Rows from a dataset
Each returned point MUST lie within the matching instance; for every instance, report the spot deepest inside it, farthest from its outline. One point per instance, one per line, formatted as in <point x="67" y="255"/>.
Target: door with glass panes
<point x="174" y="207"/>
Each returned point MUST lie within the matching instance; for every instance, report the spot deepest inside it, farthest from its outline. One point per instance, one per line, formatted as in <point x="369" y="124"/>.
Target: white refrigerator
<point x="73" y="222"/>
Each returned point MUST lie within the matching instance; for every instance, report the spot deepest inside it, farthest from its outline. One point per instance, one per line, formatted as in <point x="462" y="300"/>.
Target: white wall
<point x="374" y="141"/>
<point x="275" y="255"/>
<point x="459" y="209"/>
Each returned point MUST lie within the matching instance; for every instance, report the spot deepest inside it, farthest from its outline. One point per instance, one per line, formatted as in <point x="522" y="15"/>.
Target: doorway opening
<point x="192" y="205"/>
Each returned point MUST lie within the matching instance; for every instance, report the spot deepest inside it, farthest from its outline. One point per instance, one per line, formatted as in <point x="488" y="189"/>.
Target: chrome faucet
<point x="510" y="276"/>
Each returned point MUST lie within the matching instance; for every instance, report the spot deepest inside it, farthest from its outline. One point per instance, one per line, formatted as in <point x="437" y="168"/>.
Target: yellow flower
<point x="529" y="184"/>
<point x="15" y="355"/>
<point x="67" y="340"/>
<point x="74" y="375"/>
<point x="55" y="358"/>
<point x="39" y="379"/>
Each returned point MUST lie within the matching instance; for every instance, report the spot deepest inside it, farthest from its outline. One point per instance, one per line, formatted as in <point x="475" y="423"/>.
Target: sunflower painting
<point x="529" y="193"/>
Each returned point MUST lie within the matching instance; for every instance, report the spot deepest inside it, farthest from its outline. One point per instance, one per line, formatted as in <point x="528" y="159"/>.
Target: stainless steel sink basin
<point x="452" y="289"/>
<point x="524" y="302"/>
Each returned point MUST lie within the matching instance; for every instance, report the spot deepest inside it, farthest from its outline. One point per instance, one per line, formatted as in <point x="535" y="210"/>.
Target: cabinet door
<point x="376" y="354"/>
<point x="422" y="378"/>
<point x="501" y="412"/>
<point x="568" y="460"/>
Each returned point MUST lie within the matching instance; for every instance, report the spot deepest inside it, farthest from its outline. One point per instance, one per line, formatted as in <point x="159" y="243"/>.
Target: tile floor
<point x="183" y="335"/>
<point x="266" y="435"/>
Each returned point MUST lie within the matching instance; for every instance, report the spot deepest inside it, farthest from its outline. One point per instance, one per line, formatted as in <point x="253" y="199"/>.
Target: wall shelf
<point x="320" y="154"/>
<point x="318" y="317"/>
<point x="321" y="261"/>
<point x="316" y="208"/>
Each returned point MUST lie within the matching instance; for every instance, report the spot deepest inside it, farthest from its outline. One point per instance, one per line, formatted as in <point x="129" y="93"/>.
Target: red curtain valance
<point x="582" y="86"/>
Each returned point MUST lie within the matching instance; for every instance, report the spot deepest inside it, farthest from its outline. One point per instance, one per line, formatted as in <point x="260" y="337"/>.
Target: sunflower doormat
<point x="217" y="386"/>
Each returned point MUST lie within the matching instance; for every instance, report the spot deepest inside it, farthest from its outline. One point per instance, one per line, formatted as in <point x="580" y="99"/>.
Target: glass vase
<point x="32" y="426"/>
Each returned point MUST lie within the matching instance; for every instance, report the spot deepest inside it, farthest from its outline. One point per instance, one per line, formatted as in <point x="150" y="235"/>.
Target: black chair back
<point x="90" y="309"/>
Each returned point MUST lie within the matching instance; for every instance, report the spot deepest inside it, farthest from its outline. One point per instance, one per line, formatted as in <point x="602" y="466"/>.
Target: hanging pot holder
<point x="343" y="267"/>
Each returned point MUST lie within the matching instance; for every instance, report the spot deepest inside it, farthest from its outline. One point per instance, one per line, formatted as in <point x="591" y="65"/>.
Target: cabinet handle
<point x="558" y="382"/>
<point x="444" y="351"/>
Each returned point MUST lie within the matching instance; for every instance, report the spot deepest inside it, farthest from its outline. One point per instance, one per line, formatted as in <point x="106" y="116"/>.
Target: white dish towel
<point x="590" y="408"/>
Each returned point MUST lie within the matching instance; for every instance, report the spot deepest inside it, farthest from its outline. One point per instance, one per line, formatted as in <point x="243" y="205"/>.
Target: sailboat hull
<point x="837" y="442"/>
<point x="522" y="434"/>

Problem to work on ::
The records above are to be repeated exactly, in their entirety.

Written answer ::
Each returned point MUST lie within the matching instance; for every instance, report the spot deepest inside it, farthest from its outline. One point per instance, one per line, formatted as in <point x="67" y="255"/>.
Target: door with glass panes
<point x="174" y="207"/>
Each returned point MUST lie within the matching instance; for every instance, report the spot deepest inside it, farthest from its outline. One point per instance, one per line, formatted as in <point x="369" y="124"/>.
Target: white refrigerator
<point x="73" y="222"/>
Each returned point MUST lie within the matching instance; for every instance, report the spot deepest inside it, farthest from its outline. One point per instance, one per line, formatted as in <point x="462" y="300"/>.
Target: white wall
<point x="374" y="141"/>
<point x="275" y="255"/>
<point x="459" y="209"/>
Each returned point MUST lie within the matching instance; for every instance, report the spot deepest inside it, farthest from its outline. One point per instance, one per line, formatted as in <point x="522" y="15"/>.
Target: doorway opening
<point x="192" y="205"/>
Each returned point MUST lie within the matching instance; for every instance, report the spot deepest inside it, farthest from its outline. One point per instance, one per line, formatted as in <point x="488" y="189"/>.
Target: chrome faucet
<point x="510" y="276"/>
Each returned point MUST lie within the matching instance; for every instance, report the spot deepest inside it, farthest from its outline. One point per instance, one per line, formatted as in <point x="437" y="168"/>.
Target: yellow flower
<point x="529" y="184"/>
<point x="15" y="355"/>
<point x="67" y="340"/>
<point x="74" y="375"/>
<point x="55" y="358"/>
<point x="39" y="379"/>
Each returned point MUST lie within the matching instance; for every instance, report the spot deepest inside it, farthest from its outline. One point per instance, one per line, formatted as in <point x="475" y="423"/>.
Target: sunflower painting
<point x="529" y="193"/>
Each returned point MUST lie within the matching instance; for every instance, report the spot deepest inside it, farthest from its outline. One point per instance, one per line, formatted as in <point x="528" y="159"/>.
Target: stainless steel sink basin
<point x="452" y="289"/>
<point x="524" y="302"/>
Each returned point MUST lie within the matching instance; for every instance, report the spot deepest inside it, farthest from its outline. One point per instance, one per line, formatted as in <point x="535" y="210"/>.
Target: cabinet door
<point x="376" y="354"/>
<point x="422" y="378"/>
<point x="501" y="412"/>
<point x="568" y="460"/>
Each returned point MUST lie within the matching instance; for every instance, report the spot deepest inside it, farthest from its outline. One point per instance, one per line, formatted as in <point x="159" y="243"/>.
Target: tile floor
<point x="183" y="335"/>
<point x="266" y="435"/>
Each returned point MUST lie within the matching instance; for every instance, report the spot deepest inside it, farthest from its outline. One point per instance, one per line, formatted as in <point x="253" y="199"/>.
Target: wall shelf
<point x="320" y="154"/>
<point x="318" y="317"/>
<point x="321" y="261"/>
<point x="316" y="208"/>
Each returned point MUST lie within the matching instance; for every instance, report the spot deepest inside it, farthest from its outline. One point per instance, one per line, formatted as in <point x="129" y="93"/>.
Target: red curtain valance
<point x="582" y="86"/>
Each returned point MUST lie within the matching instance; for every instance, report the spot deepest inside it, farthest from its outline. One point per instance, one per line, formatted as in <point x="260" y="337"/>.
Target: sunflower doormat
<point x="217" y="386"/>
Each returned point MUST lie within the matching instance; for every instance, report the spot deepest inside it, farthest from its outline. One point per instance, one per line, formatted as in <point x="580" y="99"/>.
Target: glass vase
<point x="32" y="426"/>
Each returned point MUST lie within the matching instance; for every instance, report the spot deepest inside it, farthest from its outline. One point per instance, one per line, formatted as in <point x="150" y="235"/>.
Target: black chair back
<point x="90" y="309"/>
Each returned point MUST lie within the matching instance; for every instance, report the spot deepest inside it, farthest from its outline. One point per instance, one per line, formatted as in <point x="602" y="466"/>.
Target: hanging pot holder
<point x="343" y="267"/>
Each returned point MUST lie within the matching instance; for every instance, report the spot deepest inside it, farthest from its outline. One point per instance, one per line, formatted as in <point x="591" y="65"/>.
Target: cabinet handle
<point x="558" y="382"/>
<point x="444" y="351"/>
Each returned point MUST lie within the matching instance; for every instance, report the spot deepest inside it, farthest from its outline. One point per instance, one per line, formatted as in <point x="106" y="116"/>.
Target: white dish towel
<point x="590" y="408"/>
Each returned point MUST lie within the matching instance; for every instance, report the spot deepest inside it, farthest from its outline. One point per instance, one per line, formatted as in <point x="243" y="205"/>.
Target: sailboat hull
<point x="837" y="442"/>
<point x="522" y="434"/>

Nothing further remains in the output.